**AIM OF THE EXERCISE**
Omit the pictures, please, and give each record below again exactly.

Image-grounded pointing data
────────────────────────────────────────
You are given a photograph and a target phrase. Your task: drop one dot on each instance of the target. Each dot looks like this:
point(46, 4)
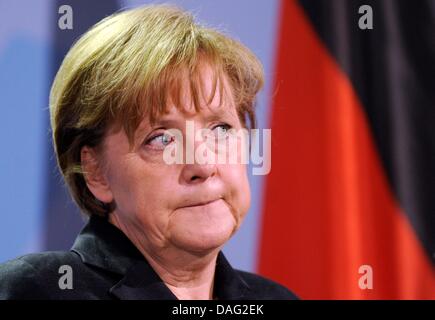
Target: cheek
point(240, 193)
point(141, 189)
────────────────────────────────────────
**WRITTEN SOLUTION**
You are given a photograph and a target phrase. Your task: drop one dot on each instance of the target. Each dot looks like this:
point(46, 4)
Target: cheek
point(240, 193)
point(141, 189)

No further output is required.